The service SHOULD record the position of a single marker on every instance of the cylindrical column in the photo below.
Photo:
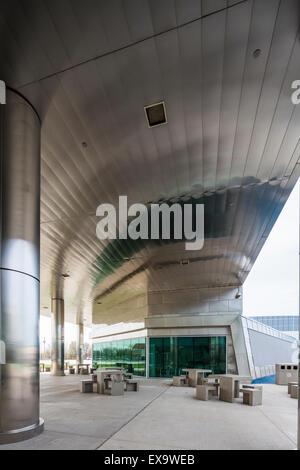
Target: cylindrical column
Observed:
(58, 336)
(19, 269)
(80, 343)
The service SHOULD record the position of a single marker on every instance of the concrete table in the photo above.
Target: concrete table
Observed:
(196, 376)
(230, 385)
(82, 366)
(103, 374)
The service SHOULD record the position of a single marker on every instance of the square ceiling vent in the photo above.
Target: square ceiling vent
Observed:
(156, 114)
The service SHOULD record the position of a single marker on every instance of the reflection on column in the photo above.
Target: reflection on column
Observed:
(19, 270)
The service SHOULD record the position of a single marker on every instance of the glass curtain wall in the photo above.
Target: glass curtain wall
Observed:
(130, 354)
(168, 356)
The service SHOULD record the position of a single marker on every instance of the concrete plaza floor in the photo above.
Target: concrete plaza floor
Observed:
(159, 417)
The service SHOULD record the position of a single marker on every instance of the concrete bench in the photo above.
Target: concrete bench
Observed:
(180, 381)
(113, 388)
(252, 386)
(294, 391)
(206, 391)
(131, 385)
(86, 386)
(251, 396)
(289, 386)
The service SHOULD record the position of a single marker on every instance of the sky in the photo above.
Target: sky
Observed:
(272, 287)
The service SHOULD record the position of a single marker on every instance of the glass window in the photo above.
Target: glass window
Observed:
(168, 356)
(129, 354)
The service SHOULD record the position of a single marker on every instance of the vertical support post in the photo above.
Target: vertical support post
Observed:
(80, 343)
(58, 337)
(19, 269)
(147, 356)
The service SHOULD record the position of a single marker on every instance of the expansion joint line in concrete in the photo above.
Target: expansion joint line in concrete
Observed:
(133, 417)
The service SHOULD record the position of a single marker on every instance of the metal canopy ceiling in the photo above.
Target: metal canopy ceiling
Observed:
(232, 138)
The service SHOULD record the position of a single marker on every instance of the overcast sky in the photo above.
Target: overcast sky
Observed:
(272, 287)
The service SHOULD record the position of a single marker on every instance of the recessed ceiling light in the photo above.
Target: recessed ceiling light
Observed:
(156, 114)
(256, 53)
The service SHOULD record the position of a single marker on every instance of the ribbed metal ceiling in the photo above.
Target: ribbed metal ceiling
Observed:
(232, 138)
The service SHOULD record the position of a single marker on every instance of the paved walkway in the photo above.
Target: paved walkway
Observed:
(159, 417)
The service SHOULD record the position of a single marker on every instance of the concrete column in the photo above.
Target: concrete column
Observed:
(58, 336)
(19, 269)
(147, 357)
(80, 344)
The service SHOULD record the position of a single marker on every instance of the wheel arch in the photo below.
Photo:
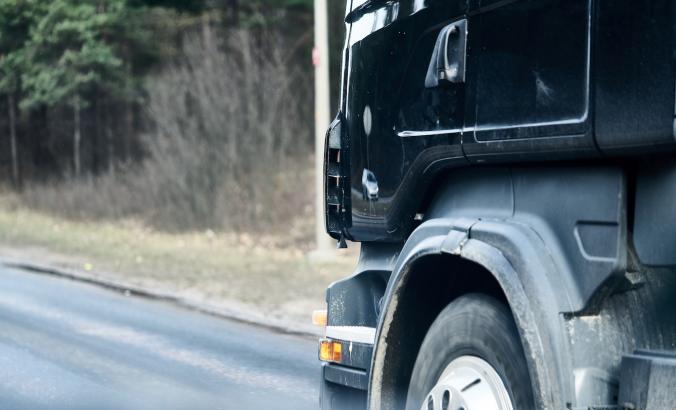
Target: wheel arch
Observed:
(447, 252)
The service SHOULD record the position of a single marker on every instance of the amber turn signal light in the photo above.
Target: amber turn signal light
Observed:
(319, 317)
(330, 351)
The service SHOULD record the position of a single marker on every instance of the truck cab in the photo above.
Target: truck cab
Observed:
(508, 167)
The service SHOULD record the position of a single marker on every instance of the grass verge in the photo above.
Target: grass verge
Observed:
(258, 274)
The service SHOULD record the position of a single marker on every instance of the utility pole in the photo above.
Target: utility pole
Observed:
(320, 59)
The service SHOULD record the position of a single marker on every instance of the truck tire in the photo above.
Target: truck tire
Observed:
(471, 359)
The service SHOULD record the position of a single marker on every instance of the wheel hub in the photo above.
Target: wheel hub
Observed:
(468, 383)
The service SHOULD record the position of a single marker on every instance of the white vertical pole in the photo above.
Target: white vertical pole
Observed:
(322, 117)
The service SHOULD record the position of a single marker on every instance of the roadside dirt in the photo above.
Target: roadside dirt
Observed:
(239, 277)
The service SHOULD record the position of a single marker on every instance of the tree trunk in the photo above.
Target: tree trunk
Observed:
(109, 143)
(12, 139)
(129, 129)
(76, 136)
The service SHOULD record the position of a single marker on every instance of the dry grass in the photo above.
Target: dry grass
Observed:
(260, 273)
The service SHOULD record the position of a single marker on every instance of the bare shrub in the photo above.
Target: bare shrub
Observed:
(229, 147)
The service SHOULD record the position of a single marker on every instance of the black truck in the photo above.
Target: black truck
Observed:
(509, 168)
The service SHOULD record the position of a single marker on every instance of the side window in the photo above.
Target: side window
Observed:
(529, 68)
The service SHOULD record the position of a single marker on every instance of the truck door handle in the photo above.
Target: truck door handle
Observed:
(366, 7)
(448, 58)
(369, 186)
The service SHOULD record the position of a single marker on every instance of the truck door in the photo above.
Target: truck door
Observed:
(528, 79)
(397, 121)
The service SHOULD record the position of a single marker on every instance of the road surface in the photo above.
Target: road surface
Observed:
(68, 345)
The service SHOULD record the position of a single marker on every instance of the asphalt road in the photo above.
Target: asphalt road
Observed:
(68, 345)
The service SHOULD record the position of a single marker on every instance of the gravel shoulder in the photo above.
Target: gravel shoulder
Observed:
(256, 280)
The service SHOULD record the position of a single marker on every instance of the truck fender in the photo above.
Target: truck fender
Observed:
(517, 264)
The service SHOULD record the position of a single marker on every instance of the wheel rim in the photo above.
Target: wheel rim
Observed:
(468, 383)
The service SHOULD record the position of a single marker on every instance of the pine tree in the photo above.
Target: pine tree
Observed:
(69, 56)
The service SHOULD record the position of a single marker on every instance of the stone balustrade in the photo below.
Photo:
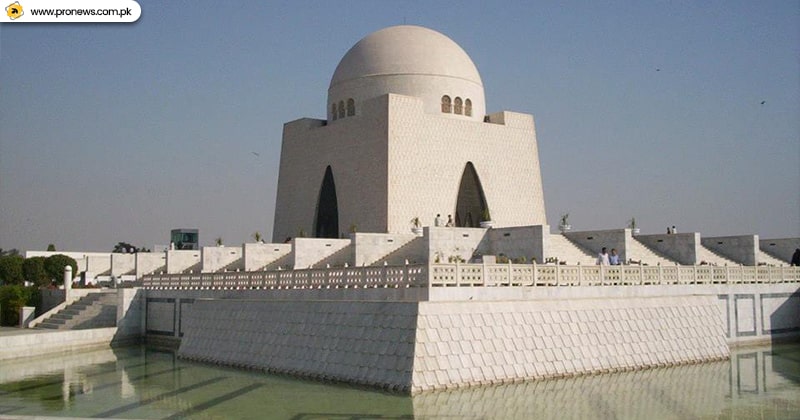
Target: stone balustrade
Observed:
(476, 275)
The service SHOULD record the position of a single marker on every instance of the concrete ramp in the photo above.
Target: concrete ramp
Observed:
(567, 251)
(410, 347)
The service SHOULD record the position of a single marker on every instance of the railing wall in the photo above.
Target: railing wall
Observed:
(476, 275)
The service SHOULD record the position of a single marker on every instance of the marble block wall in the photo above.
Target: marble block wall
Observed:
(473, 343)
(366, 343)
(412, 347)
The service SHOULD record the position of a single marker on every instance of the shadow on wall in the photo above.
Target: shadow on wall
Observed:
(784, 321)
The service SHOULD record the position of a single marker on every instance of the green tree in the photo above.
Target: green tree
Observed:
(124, 248)
(12, 298)
(33, 271)
(54, 266)
(11, 269)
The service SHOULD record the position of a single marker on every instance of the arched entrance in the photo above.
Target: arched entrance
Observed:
(326, 221)
(471, 201)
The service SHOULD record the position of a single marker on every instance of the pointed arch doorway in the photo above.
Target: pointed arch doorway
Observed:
(471, 202)
(326, 220)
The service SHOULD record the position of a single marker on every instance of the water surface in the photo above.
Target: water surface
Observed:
(148, 383)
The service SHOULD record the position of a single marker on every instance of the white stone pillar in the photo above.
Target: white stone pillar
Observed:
(67, 282)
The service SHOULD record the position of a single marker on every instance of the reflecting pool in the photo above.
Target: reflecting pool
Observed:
(148, 383)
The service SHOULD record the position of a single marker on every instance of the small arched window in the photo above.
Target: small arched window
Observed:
(446, 104)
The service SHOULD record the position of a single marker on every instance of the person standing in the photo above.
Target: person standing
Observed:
(602, 258)
(796, 257)
(613, 259)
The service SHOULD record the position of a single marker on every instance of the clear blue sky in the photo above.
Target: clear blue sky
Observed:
(120, 132)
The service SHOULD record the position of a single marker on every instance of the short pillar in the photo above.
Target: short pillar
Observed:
(67, 282)
(26, 315)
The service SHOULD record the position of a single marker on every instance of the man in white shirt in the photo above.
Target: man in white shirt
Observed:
(602, 258)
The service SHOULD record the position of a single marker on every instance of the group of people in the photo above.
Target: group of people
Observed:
(604, 258)
(438, 222)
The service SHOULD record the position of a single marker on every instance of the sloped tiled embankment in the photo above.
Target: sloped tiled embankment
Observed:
(472, 343)
(367, 343)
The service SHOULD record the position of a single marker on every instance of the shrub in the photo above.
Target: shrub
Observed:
(34, 272)
(11, 269)
(13, 297)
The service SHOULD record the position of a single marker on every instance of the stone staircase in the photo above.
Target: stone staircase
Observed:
(567, 251)
(710, 257)
(638, 251)
(399, 255)
(767, 259)
(95, 310)
(284, 262)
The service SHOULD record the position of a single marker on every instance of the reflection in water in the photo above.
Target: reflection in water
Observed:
(137, 382)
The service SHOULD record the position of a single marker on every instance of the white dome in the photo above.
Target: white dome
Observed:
(408, 60)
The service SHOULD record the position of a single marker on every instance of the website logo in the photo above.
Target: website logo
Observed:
(14, 10)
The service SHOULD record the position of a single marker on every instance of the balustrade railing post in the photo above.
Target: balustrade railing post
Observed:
(458, 273)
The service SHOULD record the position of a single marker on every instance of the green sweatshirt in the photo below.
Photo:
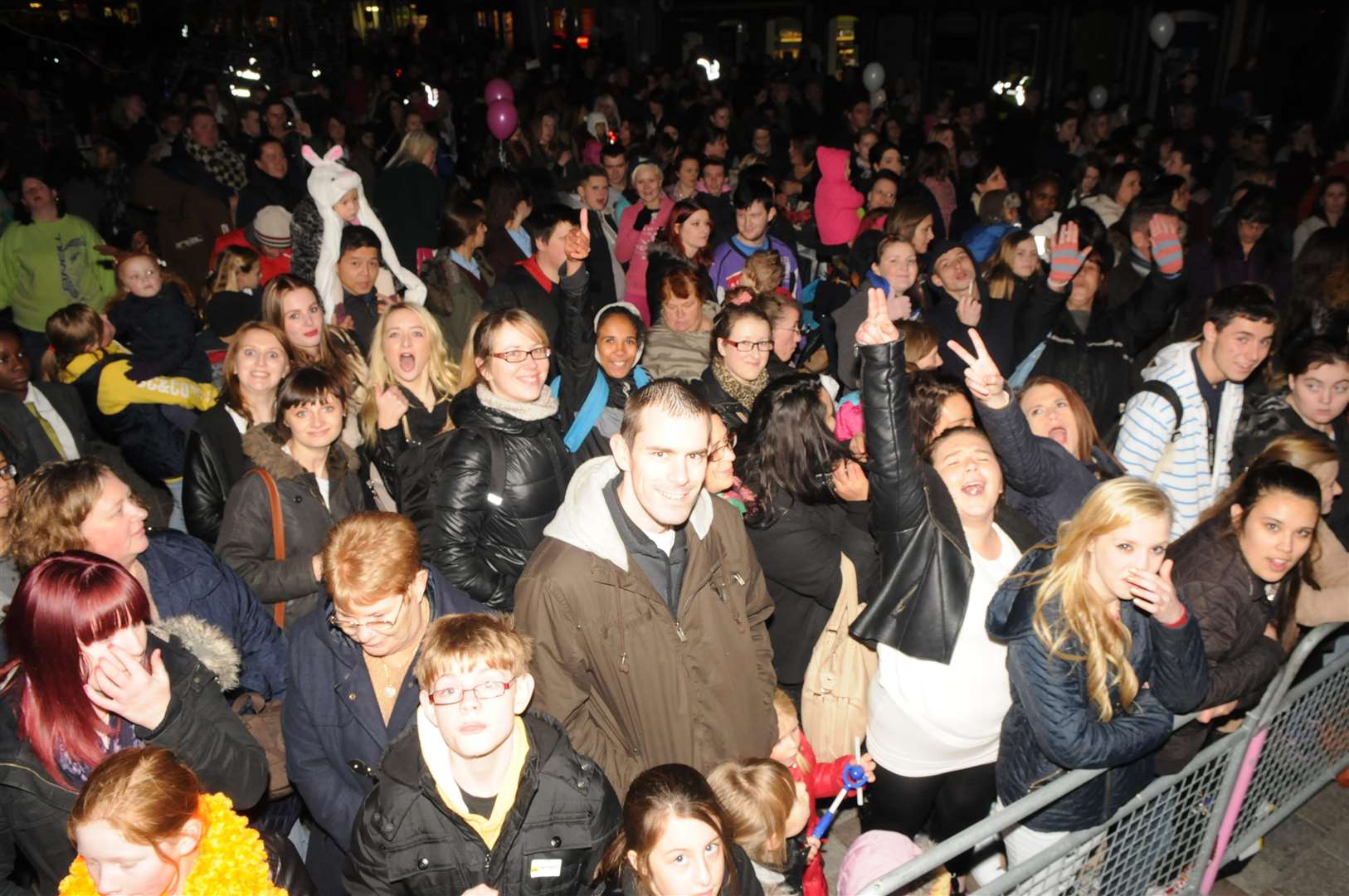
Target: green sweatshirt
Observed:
· · ·
### Instructions to follow
Reproduce the listing word for word, starting at the line that contains "logo in the photo above." and continuing through the end of the listing, including both ends. Omit the pictures from your answer.

### Response to this task
The service SHOULD record the position of a single marker on every instance of the website logo in the photo above.
Target: website logo
Observed:
(14, 10)
The service SHOULD record the position of a single marker on every instance of the balustrade railing post in the photo above.
Target: balustrade railing post
Observed:
(458, 273)
The service SHOULD record the position of a single marker on every instance of the green sweatshirt in the photo below.
Photo:
Target: green sweatshirt
Observed:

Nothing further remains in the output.